**What needs to be done:** Put the lines of the records below, from the line with "TARGET = fly's wing" through the line with "[(228, 113), (235, 132)]", into a Markdown table with the columns Row and Record line, numbering each row and leaving out any blank lines.
[START Record extracts]
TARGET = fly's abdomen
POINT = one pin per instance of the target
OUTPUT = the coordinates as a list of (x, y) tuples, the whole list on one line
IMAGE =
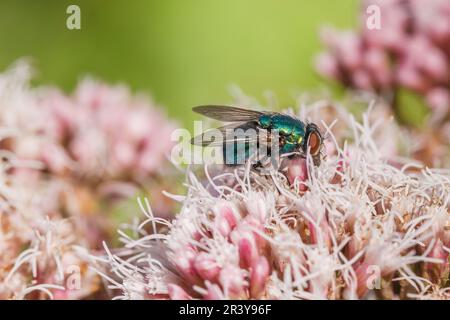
[(237, 153)]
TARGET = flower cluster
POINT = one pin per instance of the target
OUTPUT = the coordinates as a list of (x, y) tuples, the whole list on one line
[(401, 44), (63, 157), (100, 133), (360, 225)]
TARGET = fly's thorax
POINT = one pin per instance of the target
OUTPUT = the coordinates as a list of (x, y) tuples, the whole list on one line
[(265, 121)]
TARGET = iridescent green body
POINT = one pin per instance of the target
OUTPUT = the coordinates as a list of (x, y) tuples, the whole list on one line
[(292, 135), (290, 130)]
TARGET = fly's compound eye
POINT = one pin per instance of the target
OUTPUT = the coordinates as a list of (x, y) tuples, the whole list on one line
[(314, 143)]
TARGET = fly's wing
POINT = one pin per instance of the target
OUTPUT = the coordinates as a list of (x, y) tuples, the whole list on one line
[(228, 113), (235, 132)]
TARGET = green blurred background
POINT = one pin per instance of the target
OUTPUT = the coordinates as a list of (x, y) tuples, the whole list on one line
[(183, 53)]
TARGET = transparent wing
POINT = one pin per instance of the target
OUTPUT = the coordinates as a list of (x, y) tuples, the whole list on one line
[(236, 132), (227, 113)]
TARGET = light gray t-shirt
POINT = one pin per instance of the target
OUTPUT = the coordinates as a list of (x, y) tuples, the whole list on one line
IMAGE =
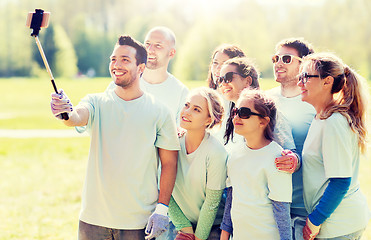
[(120, 189)]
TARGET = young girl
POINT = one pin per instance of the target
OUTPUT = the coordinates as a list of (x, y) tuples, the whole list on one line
[(331, 154), (201, 171), (261, 194)]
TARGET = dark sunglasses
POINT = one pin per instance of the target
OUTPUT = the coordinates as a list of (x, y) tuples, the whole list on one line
[(304, 76), (244, 113), (227, 78), (286, 59)]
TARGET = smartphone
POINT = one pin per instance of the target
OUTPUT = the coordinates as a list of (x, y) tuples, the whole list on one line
[(38, 18)]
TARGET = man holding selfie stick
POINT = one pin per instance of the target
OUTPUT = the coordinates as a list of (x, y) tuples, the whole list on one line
[(129, 129)]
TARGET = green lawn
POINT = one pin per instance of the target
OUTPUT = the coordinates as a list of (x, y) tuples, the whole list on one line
[(41, 178)]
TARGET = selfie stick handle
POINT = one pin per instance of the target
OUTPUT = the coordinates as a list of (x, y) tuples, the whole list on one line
[(64, 115)]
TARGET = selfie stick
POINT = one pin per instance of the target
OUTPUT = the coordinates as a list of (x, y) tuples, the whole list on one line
[(35, 25)]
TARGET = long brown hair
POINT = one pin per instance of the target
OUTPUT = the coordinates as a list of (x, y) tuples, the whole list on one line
[(350, 90)]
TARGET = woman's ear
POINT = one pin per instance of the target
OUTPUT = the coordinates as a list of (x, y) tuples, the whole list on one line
[(264, 121)]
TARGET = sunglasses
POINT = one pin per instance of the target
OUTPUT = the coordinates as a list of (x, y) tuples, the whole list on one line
[(286, 59), (244, 113), (304, 76), (227, 78)]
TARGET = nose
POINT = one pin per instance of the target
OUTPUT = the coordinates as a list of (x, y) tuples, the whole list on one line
[(300, 83), (150, 48)]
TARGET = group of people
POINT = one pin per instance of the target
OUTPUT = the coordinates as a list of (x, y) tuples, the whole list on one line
[(227, 160)]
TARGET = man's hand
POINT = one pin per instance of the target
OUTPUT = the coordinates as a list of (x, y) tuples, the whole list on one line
[(60, 103), (158, 222), (288, 162), (310, 231)]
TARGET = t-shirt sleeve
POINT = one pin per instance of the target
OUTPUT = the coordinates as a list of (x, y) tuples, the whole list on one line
[(89, 103), (167, 137), (337, 147), (279, 184), (217, 169)]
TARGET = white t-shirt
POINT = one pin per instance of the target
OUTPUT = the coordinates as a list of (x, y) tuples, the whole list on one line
[(256, 181), (120, 189), (299, 115), (331, 151), (204, 168)]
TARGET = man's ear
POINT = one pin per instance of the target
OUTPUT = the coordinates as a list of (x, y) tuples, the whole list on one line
[(264, 121)]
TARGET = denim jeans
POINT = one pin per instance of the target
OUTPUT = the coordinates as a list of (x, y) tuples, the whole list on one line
[(92, 232), (353, 236), (297, 224)]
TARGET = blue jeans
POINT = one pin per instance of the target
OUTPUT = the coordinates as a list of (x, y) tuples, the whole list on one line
[(93, 232), (297, 224), (353, 236), (169, 234)]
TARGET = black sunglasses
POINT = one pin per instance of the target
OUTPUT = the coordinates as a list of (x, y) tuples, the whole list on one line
[(227, 78), (244, 113), (304, 76), (286, 59)]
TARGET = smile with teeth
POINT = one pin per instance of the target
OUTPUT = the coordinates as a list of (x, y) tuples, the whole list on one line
[(185, 119)]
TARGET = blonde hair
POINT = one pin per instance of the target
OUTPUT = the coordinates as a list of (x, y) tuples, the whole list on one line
[(349, 90), (214, 104)]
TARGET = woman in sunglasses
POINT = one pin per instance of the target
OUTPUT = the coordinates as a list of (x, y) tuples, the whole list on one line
[(260, 206), (331, 153), (221, 54), (202, 169)]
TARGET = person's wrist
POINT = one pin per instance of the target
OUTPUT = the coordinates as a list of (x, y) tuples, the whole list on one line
[(161, 209)]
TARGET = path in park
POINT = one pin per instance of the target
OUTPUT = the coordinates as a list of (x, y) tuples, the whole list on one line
[(39, 133)]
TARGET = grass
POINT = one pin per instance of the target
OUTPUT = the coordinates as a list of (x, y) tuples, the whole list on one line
[(42, 178)]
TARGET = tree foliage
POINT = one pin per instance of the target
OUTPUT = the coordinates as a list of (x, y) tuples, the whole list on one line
[(82, 33)]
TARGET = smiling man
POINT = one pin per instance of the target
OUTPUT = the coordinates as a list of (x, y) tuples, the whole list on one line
[(129, 130), (160, 45)]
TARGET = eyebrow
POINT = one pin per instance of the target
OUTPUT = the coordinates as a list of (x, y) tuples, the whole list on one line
[(122, 56)]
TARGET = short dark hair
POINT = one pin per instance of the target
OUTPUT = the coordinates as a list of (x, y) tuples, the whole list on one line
[(141, 54), (303, 47), (247, 68)]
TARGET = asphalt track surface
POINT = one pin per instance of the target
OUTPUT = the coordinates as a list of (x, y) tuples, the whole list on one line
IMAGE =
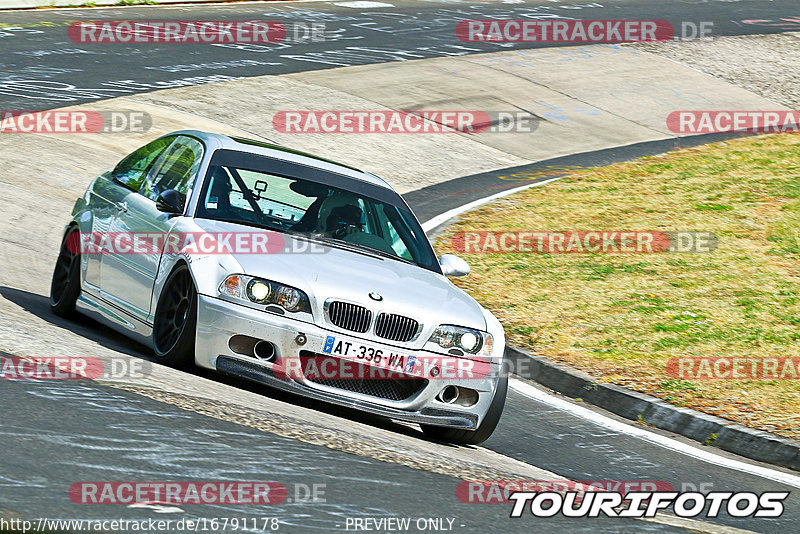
[(43, 69), (52, 435)]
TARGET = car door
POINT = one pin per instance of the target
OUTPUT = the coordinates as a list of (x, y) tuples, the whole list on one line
[(128, 277), (107, 196)]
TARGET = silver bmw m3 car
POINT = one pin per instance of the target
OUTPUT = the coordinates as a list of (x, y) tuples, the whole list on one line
[(286, 269)]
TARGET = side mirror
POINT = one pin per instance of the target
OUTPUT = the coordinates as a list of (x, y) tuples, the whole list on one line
[(170, 201), (453, 265)]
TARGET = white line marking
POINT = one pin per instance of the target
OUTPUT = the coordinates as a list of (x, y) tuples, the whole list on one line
[(656, 439), (432, 224), (362, 4)]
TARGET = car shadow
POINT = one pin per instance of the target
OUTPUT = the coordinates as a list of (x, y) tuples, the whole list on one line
[(88, 328)]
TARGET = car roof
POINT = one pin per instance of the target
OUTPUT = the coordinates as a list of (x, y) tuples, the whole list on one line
[(273, 150)]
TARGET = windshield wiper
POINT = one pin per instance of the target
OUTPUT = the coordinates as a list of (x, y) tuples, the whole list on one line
[(362, 248)]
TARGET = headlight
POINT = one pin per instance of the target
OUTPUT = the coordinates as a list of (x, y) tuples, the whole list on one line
[(260, 291), (466, 339)]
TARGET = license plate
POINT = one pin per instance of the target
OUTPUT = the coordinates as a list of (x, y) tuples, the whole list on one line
[(377, 357)]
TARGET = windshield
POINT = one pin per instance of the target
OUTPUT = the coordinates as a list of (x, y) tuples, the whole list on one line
[(248, 190)]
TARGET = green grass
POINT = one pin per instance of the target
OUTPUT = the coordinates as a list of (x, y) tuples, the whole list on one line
[(621, 317)]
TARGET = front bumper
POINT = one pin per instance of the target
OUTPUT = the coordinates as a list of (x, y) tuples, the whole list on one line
[(219, 320)]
[END Record extracts]
**Answer for the task:**
| Row | Record line |
|---|---|
| 1 | TARGET = fly's wing |
| 2 | POINT = one pin per instance of the target |
| 3 | OUTPUT = the coordinates as a list of (x, y) tuples, the whole list on one line |
| 4 | [(228, 113), (235, 132)] |